Task inputs.

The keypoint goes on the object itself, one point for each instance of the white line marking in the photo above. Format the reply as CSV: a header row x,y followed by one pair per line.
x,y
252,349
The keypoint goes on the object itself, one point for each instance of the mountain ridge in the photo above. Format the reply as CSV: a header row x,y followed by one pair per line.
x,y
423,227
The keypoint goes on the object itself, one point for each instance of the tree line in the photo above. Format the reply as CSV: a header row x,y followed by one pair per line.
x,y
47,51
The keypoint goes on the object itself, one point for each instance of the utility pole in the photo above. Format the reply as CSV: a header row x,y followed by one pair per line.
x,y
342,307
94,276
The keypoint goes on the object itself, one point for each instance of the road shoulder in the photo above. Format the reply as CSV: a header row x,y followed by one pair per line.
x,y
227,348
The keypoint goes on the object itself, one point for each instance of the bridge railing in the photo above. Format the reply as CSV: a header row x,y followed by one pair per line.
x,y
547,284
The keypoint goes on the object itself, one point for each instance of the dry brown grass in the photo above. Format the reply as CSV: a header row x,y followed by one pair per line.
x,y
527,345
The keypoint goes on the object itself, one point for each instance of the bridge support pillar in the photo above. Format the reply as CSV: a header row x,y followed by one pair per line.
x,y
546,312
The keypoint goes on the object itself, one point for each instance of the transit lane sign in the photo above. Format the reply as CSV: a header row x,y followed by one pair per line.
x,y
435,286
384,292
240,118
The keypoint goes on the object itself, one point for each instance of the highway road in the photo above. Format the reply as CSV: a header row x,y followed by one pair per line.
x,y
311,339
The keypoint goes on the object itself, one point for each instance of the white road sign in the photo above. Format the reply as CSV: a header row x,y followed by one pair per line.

What to do.
Restate every entry exactly. Leave nothing out.

Result for this exercise.
The keypoint goes on the object itself, one point for each instance of the white line marking in the photo above. Format the reply as CSV: a header row x,y followed by one pair per line.
x,y
252,349
The keypoint goes on the object itself, one point for each instance of the mountain ridge in the photo above. Format the reply as CSV: a header row x,y followed by one pair per line.
x,y
423,227
The keypoint goes on the object itself, one point for each instance of the tree line in the photo above. Format the reply as CSV: a header row x,y followed by one pair per line.
x,y
47,51
The keypoint goes on the object itself, one point for each instance of the utility pole in the photo above. Format the reply as CSV: a header row x,y followed by one pair per line.
x,y
342,307
94,276
The keypoint goes on the object itself, one point for each instance of the road shoulder in the photo above. Format the reply as CSV: a header row x,y followed by one pair per line.
x,y
227,348
The keypoint goes on the object itself, one point for each instance of the bridge railing in the photo above. Format the reply as CSV: a header row x,y followed by one pair per line.
x,y
547,284
The keypoint goes on the object itself, one point for each instance of the dry brown grass in the photo above. Format the reply as CSV: a header row x,y followed by one pair per line.
x,y
527,345
The keypoint goes on the object itself, one point for each instance of the bridge support pillar in the photo above. Format the reply as CSV: a header row x,y followed by one pair per line.
x,y
546,312
The keypoint goes on the object itself, one point for each instance of the transit lane sign in the photo above. Format the reply as CSV: a header row x,y followed by one pair per line.
x,y
435,286
384,292
240,118
The keypoint goes on the object itself, one point for each instance of the highway road in the photo above. Format the reply as CSV: a header row x,y followed by one pair per line.
x,y
311,339
The keypoint goes on the object itself, one point for each instance of the white road sign in the photo above. Format the reply as CSV: a header row x,y followed by one pair per line.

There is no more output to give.